Task description:
Answer these questions from the text on COVID-19 vaccine trial recruitment:
(a) Which clinical research organization does the text name as also running COVID-19 trials?
(b) What is Erica Prowisor's position?
(c) Whom has COVPN partnered with to do outreach and education?

Text section:
______
COVPN isn’t the only group racing to enroll trial participants. Clinical research organizations such as IQVIA are also running COVID-19 trials — and facing similar challenges. Because some communities have been disproportionately affected by the pandemic, ensuring they are represented in these clinical trials is critical to the success of a vaccine.
“If the hardest-hit populations can’t benefit from the vaccine,” says Erica Prowisor, global head of patient recruitment and retention at IQVIA, “I don’t know if there’s a greater miss than that.”
IQVIA has endeavored to ensure that people working on the trial reflect the participants. Sending researchers, doctors or nurses into communities to which they don’t belong can deter diverse patients from participating.
Workers at trial sites have also received extensive training about the challenges these individuals face and the history of people of color being used, sometimes against their will, for medical research. “Different populations may not know about research or may have heard horror stories of what was done in our country in terms of research that was unfavorable toward underrepresented communities,” Prowisor notes. “You have to ensure that you are transparent. You have to get real with stuff that has happened historically and not assume that people aren’t skeptical. You need to show why it’s important and what’s in it for the patient.”
Tailoring the outreach
The aforementioned skepticism notwithstanding, the best way to reach underrepresented communities is often to go right into them. To that end, COVPN has partnered with medical sites and community partners on the ground to do outreach and education. The overarching goal is to get information about vaccines or clinical trials to potential participants through people with whom they already have a relationship.
______
Photo-based referring expression data

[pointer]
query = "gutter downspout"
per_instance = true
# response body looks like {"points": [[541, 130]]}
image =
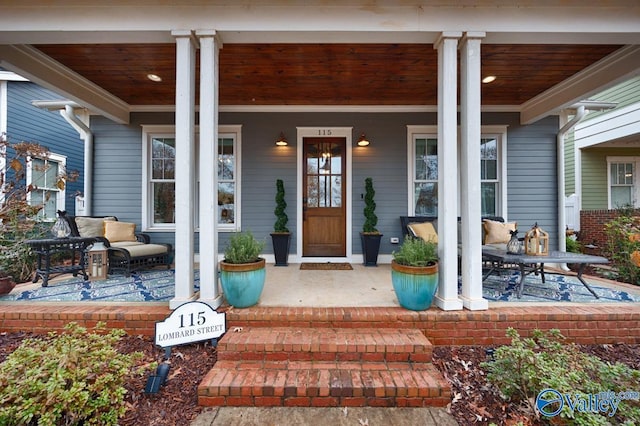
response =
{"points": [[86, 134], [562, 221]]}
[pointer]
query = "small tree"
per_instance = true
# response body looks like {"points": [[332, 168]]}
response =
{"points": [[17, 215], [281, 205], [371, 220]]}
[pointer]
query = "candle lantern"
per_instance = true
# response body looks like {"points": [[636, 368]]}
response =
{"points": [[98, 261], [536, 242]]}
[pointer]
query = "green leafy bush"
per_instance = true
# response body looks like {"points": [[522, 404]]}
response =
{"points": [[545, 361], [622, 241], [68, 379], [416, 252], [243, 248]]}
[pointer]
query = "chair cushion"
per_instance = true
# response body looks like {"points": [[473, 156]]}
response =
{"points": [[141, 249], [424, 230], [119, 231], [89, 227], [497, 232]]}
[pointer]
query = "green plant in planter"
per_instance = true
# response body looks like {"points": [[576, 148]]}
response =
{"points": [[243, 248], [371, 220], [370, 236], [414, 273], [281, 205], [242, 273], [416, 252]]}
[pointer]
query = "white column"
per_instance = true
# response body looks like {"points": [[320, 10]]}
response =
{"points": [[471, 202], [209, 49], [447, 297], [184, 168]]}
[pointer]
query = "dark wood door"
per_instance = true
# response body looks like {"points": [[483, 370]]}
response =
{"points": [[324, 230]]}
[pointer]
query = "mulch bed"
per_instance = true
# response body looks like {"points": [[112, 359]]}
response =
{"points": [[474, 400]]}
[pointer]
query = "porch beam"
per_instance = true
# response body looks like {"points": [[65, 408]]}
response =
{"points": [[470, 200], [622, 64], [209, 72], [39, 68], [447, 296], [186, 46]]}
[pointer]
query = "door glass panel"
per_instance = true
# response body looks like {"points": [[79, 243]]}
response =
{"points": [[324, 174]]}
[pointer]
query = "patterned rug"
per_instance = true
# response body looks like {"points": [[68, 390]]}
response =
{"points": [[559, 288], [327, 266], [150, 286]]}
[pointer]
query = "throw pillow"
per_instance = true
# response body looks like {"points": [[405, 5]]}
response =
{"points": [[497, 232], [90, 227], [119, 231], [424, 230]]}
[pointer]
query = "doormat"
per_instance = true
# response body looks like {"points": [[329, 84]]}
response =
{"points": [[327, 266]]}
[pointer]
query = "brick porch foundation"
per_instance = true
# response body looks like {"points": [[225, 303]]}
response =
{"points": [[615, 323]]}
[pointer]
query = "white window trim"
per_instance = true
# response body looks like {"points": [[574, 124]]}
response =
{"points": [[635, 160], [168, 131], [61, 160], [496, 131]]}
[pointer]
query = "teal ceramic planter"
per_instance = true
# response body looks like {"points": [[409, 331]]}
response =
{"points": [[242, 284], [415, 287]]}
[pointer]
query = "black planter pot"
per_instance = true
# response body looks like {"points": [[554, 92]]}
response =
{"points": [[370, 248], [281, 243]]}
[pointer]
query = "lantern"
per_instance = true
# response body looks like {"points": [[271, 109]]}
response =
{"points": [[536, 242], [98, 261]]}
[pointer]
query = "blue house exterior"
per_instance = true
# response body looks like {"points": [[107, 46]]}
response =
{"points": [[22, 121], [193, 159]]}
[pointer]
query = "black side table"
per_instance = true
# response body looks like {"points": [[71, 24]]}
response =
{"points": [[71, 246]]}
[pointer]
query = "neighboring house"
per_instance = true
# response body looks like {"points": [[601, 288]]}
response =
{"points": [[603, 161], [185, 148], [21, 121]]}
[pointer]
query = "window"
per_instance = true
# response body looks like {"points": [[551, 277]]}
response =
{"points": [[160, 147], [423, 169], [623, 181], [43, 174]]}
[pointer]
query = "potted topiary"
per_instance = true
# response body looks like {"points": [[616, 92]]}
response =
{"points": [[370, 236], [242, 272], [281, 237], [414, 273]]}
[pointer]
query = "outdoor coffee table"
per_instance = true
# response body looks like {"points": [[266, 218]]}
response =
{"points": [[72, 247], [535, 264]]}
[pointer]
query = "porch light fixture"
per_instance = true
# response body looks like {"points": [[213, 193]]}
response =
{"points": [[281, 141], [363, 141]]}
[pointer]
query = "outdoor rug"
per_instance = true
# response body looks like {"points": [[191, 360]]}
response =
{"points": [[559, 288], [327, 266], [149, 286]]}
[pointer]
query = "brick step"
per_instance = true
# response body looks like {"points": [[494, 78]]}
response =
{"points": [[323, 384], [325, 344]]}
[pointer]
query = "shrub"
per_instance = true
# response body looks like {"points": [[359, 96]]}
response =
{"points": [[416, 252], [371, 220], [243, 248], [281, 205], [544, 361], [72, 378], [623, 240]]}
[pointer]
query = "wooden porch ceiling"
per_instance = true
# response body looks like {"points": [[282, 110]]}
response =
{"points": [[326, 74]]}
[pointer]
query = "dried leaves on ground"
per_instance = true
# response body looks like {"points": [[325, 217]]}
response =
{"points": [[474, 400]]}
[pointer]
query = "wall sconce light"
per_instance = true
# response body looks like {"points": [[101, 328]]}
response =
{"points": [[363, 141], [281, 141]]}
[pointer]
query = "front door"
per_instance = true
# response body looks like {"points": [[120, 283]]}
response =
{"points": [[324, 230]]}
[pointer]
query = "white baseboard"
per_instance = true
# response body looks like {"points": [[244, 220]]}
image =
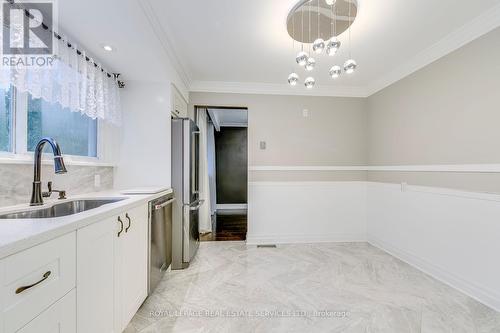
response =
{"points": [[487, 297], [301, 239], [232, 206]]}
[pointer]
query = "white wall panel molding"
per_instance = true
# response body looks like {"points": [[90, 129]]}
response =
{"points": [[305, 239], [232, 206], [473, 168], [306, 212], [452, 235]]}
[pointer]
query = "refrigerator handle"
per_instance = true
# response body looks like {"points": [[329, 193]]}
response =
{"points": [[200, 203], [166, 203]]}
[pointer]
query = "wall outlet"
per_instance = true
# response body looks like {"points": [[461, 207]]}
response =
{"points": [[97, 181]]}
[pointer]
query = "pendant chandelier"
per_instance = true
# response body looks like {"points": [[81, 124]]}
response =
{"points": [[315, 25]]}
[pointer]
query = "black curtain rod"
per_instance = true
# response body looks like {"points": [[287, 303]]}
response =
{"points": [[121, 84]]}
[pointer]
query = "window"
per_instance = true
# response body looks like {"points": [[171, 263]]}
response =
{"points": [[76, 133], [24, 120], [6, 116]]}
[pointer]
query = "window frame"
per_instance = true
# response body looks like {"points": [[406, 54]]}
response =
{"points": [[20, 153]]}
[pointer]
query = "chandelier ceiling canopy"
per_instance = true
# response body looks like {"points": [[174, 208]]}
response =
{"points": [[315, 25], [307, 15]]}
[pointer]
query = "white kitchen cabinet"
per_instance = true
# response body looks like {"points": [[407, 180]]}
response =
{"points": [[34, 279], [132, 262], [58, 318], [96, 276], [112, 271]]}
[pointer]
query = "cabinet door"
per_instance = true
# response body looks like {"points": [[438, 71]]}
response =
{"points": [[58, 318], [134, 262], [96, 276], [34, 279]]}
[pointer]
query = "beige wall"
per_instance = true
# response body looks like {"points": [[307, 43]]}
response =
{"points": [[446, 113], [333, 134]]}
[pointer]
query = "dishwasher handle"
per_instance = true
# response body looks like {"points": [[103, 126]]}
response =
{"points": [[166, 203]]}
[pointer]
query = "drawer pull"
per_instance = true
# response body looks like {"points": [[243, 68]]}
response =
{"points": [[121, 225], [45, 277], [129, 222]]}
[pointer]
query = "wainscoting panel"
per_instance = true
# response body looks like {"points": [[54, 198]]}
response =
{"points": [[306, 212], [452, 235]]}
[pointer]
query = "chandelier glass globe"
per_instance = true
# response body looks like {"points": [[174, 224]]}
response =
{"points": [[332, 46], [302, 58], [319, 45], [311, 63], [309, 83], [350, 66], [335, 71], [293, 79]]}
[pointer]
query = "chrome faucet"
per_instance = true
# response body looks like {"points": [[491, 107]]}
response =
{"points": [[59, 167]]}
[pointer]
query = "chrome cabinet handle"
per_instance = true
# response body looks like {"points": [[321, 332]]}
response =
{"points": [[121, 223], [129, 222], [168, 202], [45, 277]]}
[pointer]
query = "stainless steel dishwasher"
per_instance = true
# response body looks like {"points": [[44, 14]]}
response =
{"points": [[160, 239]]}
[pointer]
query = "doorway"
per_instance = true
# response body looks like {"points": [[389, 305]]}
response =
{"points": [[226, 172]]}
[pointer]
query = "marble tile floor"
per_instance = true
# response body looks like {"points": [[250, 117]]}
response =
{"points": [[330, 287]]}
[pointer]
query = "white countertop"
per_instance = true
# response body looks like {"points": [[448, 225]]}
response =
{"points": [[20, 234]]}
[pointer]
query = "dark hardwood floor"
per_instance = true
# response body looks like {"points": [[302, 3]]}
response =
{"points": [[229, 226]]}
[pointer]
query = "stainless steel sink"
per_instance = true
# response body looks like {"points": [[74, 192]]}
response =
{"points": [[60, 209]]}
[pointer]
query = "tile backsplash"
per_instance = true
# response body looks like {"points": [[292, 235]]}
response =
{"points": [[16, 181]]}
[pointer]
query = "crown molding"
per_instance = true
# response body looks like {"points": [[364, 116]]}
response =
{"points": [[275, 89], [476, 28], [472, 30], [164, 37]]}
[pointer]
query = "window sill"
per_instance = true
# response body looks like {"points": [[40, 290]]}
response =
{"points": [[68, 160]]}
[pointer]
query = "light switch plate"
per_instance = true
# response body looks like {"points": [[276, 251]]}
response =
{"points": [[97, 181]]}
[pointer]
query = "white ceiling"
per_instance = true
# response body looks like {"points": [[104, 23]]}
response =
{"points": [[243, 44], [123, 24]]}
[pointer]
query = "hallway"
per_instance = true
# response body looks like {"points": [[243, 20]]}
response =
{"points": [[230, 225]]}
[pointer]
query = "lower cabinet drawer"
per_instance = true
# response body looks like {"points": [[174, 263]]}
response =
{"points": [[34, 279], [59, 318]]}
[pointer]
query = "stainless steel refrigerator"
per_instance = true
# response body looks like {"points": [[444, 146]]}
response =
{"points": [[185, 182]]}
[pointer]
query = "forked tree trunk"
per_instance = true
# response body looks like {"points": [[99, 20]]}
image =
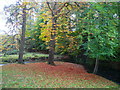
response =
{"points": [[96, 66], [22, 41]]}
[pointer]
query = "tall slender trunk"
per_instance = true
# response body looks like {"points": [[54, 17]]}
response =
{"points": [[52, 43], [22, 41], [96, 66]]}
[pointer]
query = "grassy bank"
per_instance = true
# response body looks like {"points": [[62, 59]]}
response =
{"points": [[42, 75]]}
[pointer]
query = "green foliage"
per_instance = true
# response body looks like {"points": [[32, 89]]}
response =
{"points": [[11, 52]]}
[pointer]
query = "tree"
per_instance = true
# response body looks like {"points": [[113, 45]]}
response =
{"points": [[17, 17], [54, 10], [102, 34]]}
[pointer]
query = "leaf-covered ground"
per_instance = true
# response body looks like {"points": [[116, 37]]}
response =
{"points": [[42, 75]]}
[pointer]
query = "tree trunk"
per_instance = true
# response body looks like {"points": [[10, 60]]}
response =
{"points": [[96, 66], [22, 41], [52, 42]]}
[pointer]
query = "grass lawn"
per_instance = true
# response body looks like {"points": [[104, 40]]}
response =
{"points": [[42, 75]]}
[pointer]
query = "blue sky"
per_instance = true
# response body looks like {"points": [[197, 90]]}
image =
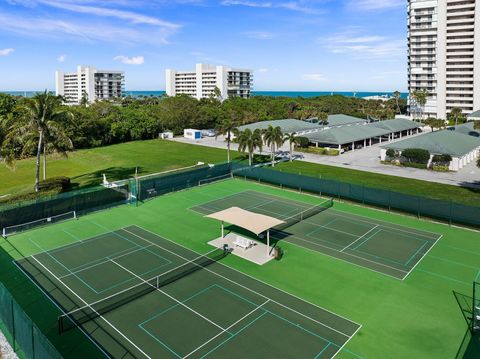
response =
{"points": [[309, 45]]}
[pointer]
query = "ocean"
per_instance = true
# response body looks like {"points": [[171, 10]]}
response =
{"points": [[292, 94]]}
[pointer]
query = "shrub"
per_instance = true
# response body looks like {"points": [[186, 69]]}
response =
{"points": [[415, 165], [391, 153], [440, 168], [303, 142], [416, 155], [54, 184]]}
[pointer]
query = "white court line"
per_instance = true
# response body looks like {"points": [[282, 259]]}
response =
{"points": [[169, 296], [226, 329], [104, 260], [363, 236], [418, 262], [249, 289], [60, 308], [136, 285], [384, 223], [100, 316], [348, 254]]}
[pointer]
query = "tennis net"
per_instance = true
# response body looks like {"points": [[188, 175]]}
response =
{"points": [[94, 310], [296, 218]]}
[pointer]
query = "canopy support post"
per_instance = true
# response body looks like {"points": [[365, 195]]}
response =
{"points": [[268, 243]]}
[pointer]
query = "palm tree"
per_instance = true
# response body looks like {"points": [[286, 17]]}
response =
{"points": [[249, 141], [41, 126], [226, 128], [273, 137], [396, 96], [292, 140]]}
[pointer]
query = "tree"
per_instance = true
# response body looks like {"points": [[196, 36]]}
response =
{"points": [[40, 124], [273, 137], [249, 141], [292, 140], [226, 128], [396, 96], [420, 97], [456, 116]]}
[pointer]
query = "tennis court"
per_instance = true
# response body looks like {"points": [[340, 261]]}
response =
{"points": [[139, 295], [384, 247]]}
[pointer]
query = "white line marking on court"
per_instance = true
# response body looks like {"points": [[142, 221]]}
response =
______
Response:
(a) IQVIA.
(b) She is global head of patient recruitment and retention at IQVIA.
(c) COVPN has partnered with medical sites and community partners on the ground.